* Records for this exercise *
⟨

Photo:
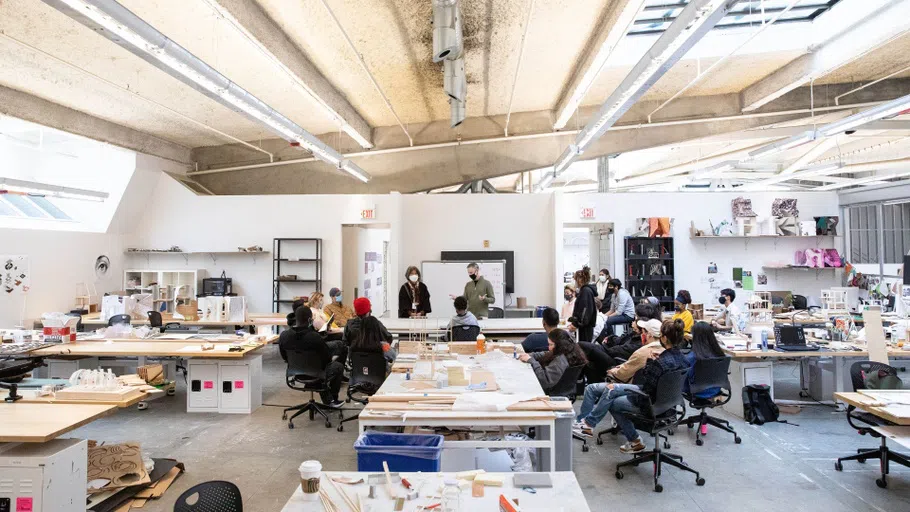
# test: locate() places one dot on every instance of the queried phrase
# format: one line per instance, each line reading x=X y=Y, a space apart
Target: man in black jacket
x=303 y=337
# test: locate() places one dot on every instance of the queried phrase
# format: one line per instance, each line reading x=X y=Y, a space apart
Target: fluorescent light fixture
x=867 y=116
x=45 y=189
x=783 y=145
x=693 y=22
x=112 y=20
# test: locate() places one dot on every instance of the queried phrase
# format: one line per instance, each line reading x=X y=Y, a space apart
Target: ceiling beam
x=249 y=18
x=40 y=111
x=609 y=32
x=882 y=26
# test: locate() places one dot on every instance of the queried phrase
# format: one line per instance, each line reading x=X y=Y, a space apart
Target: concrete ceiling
x=294 y=57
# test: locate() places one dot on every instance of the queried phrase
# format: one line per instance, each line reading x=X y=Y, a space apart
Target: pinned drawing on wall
x=14 y=275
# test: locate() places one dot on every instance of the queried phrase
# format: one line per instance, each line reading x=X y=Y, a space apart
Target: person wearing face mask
x=336 y=307
x=479 y=292
x=603 y=278
x=568 y=293
x=681 y=304
x=730 y=314
x=414 y=296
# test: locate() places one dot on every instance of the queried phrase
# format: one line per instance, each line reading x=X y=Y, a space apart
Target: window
x=863 y=234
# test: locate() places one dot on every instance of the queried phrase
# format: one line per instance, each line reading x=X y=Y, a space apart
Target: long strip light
x=46 y=189
x=121 y=26
x=695 y=20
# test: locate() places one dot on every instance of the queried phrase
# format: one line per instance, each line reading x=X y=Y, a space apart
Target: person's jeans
x=599 y=400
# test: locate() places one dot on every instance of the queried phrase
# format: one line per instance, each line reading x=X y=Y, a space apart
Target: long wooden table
x=38 y=423
x=399 y=404
x=565 y=494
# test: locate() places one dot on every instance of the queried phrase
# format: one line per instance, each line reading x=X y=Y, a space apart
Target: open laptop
x=791 y=338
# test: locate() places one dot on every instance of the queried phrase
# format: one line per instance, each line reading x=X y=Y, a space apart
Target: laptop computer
x=791 y=338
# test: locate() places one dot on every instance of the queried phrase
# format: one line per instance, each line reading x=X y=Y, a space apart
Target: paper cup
x=309 y=479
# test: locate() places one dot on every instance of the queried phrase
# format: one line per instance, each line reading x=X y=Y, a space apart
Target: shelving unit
x=295 y=256
x=641 y=256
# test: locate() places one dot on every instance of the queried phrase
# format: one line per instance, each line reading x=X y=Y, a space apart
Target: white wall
x=692 y=256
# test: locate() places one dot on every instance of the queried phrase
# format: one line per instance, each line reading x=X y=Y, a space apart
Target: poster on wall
x=15 y=277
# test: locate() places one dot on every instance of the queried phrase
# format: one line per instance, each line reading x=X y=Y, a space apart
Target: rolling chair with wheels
x=215 y=495
x=867 y=421
x=662 y=414
x=710 y=373
x=465 y=332
x=119 y=319
x=368 y=372
x=305 y=373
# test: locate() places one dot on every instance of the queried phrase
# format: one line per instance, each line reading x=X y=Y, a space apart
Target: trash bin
x=403 y=452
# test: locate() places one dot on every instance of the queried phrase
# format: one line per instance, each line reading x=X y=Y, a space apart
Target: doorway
x=365 y=264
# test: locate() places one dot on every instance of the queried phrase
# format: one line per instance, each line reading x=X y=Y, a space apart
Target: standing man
x=479 y=292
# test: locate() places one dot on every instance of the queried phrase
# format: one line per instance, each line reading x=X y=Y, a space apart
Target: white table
x=564 y=496
x=513 y=377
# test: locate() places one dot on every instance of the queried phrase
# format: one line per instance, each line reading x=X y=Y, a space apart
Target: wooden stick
x=388 y=480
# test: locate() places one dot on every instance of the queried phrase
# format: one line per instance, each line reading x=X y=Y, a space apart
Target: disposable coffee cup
x=309 y=479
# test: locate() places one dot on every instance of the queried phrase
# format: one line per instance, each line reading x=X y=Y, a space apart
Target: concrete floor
x=777 y=467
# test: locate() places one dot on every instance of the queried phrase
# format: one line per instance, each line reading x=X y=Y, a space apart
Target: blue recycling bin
x=403 y=452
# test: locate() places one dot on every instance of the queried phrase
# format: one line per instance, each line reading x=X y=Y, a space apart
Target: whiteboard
x=444 y=278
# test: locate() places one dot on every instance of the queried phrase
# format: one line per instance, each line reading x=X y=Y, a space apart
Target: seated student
x=538 y=342
x=704 y=346
x=363 y=309
x=336 y=307
x=370 y=339
x=619 y=400
x=462 y=315
x=562 y=353
x=303 y=337
x=653 y=348
x=681 y=304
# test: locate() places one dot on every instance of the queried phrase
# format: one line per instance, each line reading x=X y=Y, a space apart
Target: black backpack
x=758 y=407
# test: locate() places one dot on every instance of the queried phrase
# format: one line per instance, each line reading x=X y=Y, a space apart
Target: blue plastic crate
x=403 y=452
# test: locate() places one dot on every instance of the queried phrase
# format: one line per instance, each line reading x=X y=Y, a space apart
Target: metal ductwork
x=447 y=36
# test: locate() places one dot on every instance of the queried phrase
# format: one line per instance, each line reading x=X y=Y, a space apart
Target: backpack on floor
x=758 y=407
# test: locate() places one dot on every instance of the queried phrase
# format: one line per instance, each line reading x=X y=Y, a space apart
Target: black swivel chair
x=305 y=373
x=664 y=413
x=866 y=421
x=465 y=332
x=215 y=495
x=368 y=372
x=710 y=373
x=119 y=319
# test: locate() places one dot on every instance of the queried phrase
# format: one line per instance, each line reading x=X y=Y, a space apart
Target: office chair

⟩

* Work to do *
Reproduce the entries above without change, omitting all pictures.

* Correct result *
Photo:
# test: locate() places one dot on every instance of the queried phrase
# format: one line per instance, each line reading x=X y=Y, a space apart
Target: man in black jacket
x=303 y=337
# test: locate() places one dot on every instance of the queried phrase
# format: one line per instance, each line reading x=X y=Y, a space apart
Target: fluorescent light fixture
x=867 y=116
x=45 y=189
x=783 y=145
x=693 y=22
x=112 y=20
# test: locate() places one dot on every instance of the queried phrase
# format: one line per instance, each line reading x=X y=Y, a space apart
Target: ceiling beam
x=249 y=18
x=40 y=111
x=609 y=32
x=882 y=26
# test: locate() places one dot on every instance of the queried phrase
# format: one line per instance, each line reading x=X y=Y, a space apart
Target: concrete ceiling
x=294 y=57
# test: locate() places one dot on every instance of the queried phrase
# format: one line per instance, each line reading x=X y=Y, a space apart
Target: pinned drawing on wall
x=14 y=275
# test: locate() places one dot on every instance of the queried phrase
# format: one line per instance, each line reading x=X y=Y, a space apart
Target: person wearing face mask
x=336 y=307
x=479 y=292
x=603 y=278
x=568 y=293
x=681 y=304
x=730 y=314
x=414 y=296
# test: locate() places one dot on every instance of the queried phrase
# format: one line per instance, each line reading x=X y=Y, a space apart
Target: window
x=863 y=234
# test: locate() places one dot on every instance of the queried phrase
# format: one line per instance, each line reading x=X y=Y, a space apart
Target: long strip light
x=46 y=189
x=121 y=26
x=695 y=20
# test: locate() places one dot on every instance of the queried phrase
# format: one line per instance, each line reading x=X y=Y, a space apart
Target: person's jeans
x=599 y=400
# test: locate() places one dot on every instance of the queried phrase
# format: one line per instance, each line reading x=X y=Y, a space apart
Target: long wooden table
x=38 y=423
x=399 y=404
x=565 y=494
# test: locate() places one dot on every instance of the queried phrase
# format: one line per instance, each line reading x=X y=Y, a space apart
Target: open laptop
x=791 y=338
# test: locate() places one dot on every instance of the queried phrase
# format: one line per instance, each line reading x=X y=Y, a space apart
Target: laptop computer
x=791 y=338
# test: locate() places one dot on every instance of the queried phrase
# format: one line per instance, each line reading x=X y=Y, a space apart
Target: paper cup
x=309 y=479
# test: locate() places one dot on every instance of the queried phrase
# format: one line per instance, each line reading x=X y=Y, a space apart
Target: shelving unit
x=295 y=256
x=641 y=256
# test: locate() places one dot on every instance of the queried phrase
# format: one line per instance, each line reading x=X y=Y, a space apart
Target: white wall
x=692 y=256
# test: locate() places one dot on every instance of the queried phrase
# format: one line per instance, each line reading x=X y=Y, a space apart
Target: poster on wall
x=15 y=277
# test: locate() places one dot on every instance of the queried phrase
# format: one line per instance, each line reading x=X y=Y, a space apart
Target: rolling chair with wheels
x=215 y=495
x=867 y=421
x=662 y=414
x=710 y=373
x=465 y=332
x=119 y=319
x=368 y=372
x=305 y=373
# test: locate() places one dot on every instance of the queried phrase
# format: one line per instance, each line reading x=X y=Y, a space apart
Target: trash bin
x=403 y=452
# test: locate() places one dot on every instance of the queried phrase
# format: one line per instance, each line reading x=X y=Y, a space apart
Target: doorway
x=365 y=264
# test: locate() places one dot on every instance of the queried phrase
# format: one line per instance, each line reading x=X y=Y, a space apart
Target: standing man
x=479 y=292
# test: locate() places one dot on every instance of the queried phrase
# format: one line per instance, each line reading x=X y=Y, a space apart
Target: white table
x=564 y=496
x=513 y=377
# test: locate() places one dot on every instance of the queried phrase
# format: one line per instance, each line reading x=X y=Y, a space apart
Target: wooden stick
x=388 y=480
# test: locate() places one dot on every instance of the queried phrase
# format: one line per instance, each line reading x=X y=Y, a space apart
Target: disposable coffee cup
x=309 y=479
# test: locate() places one dot on every instance of the queried phrase
# format: one line per instance, each line reading x=X y=Y, a space apart
Target: concrete floor
x=777 y=467
# test: locate() places one dot on every instance of the queried phrase
# format: one line per instance, each line reading x=X y=Y, a space apart
Target: blue recycling bin
x=403 y=452
# test: locate() places one dot on every instance of the queried phrase
# format: one line per instance, each line reading x=X y=Y, a space apart
Target: whiteboard
x=444 y=278
# test: locate() places one dot on every instance of the queried phrase
# format: one line per instance, each line reading x=X y=Y, a space apart
Target: seated student
x=538 y=342
x=704 y=346
x=363 y=309
x=336 y=307
x=370 y=339
x=619 y=400
x=462 y=315
x=562 y=353
x=303 y=337
x=653 y=348
x=681 y=304
# test: locate() places one dot on every instance of the queried phrase
# format: one line per instance, each line reading x=X y=Y, a space apart
Target: black backpack
x=758 y=407
# test: locate() places one dot on every instance of the queried phrase
# format: one line per instance, each line reading x=X y=Y, a space apart
Target: blue plastic crate
x=403 y=452
# test: locate() places one dot on every instance of the queried phrase
# format: one line per instance, each line reading x=X y=Y, a space apart
Target: metal ductwork
x=447 y=36
# test: locate() places one dot on every instance of the queried phrase
# format: one line per instance, each line reading x=X y=Y, a space apart
Target: backpack on floor
x=758 y=407
# test: locate() places one dot on every instance of the queried phrase
# format: one line per instance, each line reading x=X y=Y, a space apart
Target: black swivel chair
x=305 y=373
x=664 y=413
x=866 y=421
x=465 y=332
x=215 y=495
x=368 y=372
x=710 y=373
x=119 y=319
# test: locate() places one dot on every instance of the queried phrase
# format: one line per instance, each line reading x=X y=Y, a space apart
Target: office chair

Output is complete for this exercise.